● **TASK GOAL**: Having read the entries, repeat all of them exactly.

● **DATA FOR THE TASK**:
-- Opening Marker --

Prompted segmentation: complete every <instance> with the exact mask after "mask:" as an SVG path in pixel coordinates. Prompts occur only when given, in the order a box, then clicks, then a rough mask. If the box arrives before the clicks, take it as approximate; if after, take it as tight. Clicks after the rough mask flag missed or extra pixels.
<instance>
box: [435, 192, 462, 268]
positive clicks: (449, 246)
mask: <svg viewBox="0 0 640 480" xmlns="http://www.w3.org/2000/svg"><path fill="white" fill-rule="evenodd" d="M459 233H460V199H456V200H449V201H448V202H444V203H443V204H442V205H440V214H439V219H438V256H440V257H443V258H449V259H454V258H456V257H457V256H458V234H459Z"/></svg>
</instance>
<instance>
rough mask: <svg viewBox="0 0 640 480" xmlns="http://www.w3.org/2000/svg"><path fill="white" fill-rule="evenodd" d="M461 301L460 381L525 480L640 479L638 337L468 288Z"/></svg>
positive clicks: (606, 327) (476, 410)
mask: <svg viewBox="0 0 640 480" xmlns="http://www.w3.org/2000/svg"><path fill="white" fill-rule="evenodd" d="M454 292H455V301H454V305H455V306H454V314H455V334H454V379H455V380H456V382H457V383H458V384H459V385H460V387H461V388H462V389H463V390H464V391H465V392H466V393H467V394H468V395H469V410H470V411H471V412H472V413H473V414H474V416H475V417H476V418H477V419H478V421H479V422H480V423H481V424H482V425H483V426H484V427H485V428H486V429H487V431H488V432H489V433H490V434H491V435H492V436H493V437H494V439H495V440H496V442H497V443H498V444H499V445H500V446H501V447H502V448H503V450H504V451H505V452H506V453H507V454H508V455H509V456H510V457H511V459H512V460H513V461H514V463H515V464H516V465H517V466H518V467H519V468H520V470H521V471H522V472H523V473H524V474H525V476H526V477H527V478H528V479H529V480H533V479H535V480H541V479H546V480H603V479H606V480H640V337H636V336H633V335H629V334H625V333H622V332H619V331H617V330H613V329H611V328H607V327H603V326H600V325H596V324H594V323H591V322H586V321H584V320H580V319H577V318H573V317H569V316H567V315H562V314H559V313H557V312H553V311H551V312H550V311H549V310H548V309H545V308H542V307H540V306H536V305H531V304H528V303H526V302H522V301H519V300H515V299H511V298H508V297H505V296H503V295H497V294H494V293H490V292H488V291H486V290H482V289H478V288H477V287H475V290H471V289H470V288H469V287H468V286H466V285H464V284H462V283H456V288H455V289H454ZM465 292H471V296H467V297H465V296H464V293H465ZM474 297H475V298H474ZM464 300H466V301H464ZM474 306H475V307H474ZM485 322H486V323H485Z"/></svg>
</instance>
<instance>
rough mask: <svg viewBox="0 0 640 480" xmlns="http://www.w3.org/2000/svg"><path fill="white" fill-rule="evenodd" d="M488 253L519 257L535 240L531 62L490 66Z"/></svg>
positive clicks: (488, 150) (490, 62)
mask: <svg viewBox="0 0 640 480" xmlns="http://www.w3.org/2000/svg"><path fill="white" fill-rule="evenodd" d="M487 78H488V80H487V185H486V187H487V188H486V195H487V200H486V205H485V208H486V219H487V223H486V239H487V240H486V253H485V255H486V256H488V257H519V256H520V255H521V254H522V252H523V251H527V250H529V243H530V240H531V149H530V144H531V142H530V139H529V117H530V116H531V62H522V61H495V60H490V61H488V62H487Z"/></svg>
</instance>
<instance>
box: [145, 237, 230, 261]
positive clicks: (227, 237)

-- Closing Marker --

● **WRITTEN REPLY**:
Prompted segmentation: complete every <instance> with the exact mask after "mask:" as an SVG path in pixel coordinates. Prompts occur only when given, in the order a box, then clicks, then a rough mask. If the box arrives before the clicks, take it as approximate; if after, take it as tight. Clicks after the rough mask flag missed or extra pixels.
<instance>
box: [435, 192, 462, 268]
positive clicks: (449, 246)
mask: <svg viewBox="0 0 640 480" xmlns="http://www.w3.org/2000/svg"><path fill="white" fill-rule="evenodd" d="M459 233H460V199H456V200H449V201H448V202H444V203H443V204H442V205H440V214H439V219H438V256H440V257H443V258H449V259H454V258H456V257H457V256H458V234H459Z"/></svg>
</instance>
<instance>
rough mask: <svg viewBox="0 0 640 480" xmlns="http://www.w3.org/2000/svg"><path fill="white" fill-rule="evenodd" d="M461 301L460 381L525 480L640 479L638 337L468 288Z"/></svg>
positive clicks: (606, 327) (476, 410)
mask: <svg viewBox="0 0 640 480" xmlns="http://www.w3.org/2000/svg"><path fill="white" fill-rule="evenodd" d="M454 292H455V301H454V305H455V306H454V314H455V334H454V379H455V380H456V382H457V383H458V384H459V385H460V387H461V388H462V389H463V390H464V391H465V392H466V393H467V394H468V395H469V410H470V411H471V412H472V413H473V414H474V416H475V417H476V418H477V419H478V421H479V422H480V423H481V424H482V425H483V426H484V427H485V428H486V429H487V431H488V432H489V433H490V434H491V435H492V436H493V437H494V439H495V440H496V442H497V443H498V444H499V445H500V446H501V447H502V448H503V450H504V451H505V452H506V453H507V454H508V455H509V456H510V457H511V459H512V460H513V461H514V463H515V464H516V465H517V466H518V467H519V468H520V470H521V471H522V472H523V473H524V474H525V476H526V477H527V478H528V479H529V480H533V479H535V480H541V479H546V480H603V479H606V480H640V337H636V336H633V335H629V334H625V333H622V332H619V331H617V330H613V329H611V328H607V327H603V326H600V325H596V324H594V323H591V322H586V321H584V320H580V319H577V318H573V317H569V316H567V315H562V314H559V313H557V312H553V311H551V312H550V311H549V310H548V309H545V308H542V307H540V306H536V305H531V304H528V303H526V302H522V301H519V300H515V299H511V298H508V297H505V296H503V295H497V294H494V293H490V292H488V291H486V290H482V289H478V288H477V287H475V290H471V289H470V288H469V287H468V286H466V285H464V284H462V283H456V288H455V289H454ZM465 292H471V296H467V297H465V296H464V293H465ZM474 297H475V298H474ZM464 300H466V301H464ZM474 306H475V307H474ZM485 322H486V323H485Z"/></svg>
</instance>
<instance>
rough mask: <svg viewBox="0 0 640 480" xmlns="http://www.w3.org/2000/svg"><path fill="white" fill-rule="evenodd" d="M488 253L519 257L535 240L531 62L490 66Z"/></svg>
positive clicks: (488, 150) (490, 62)
mask: <svg viewBox="0 0 640 480" xmlns="http://www.w3.org/2000/svg"><path fill="white" fill-rule="evenodd" d="M487 78H488V80H487V185H486V187H487V188H486V195H487V200H486V205H485V208H486V219H487V223H486V239H487V240H486V253H485V255H486V256H488V257H519V256H520V255H521V254H522V252H523V251H527V250H529V243H530V240H531V149H530V144H531V142H530V139H529V117H530V116H531V62H522V61H495V60H490V61H488V62H487Z"/></svg>
</instance>
<instance>
box: [145, 237, 230, 261]
positive clicks: (227, 237)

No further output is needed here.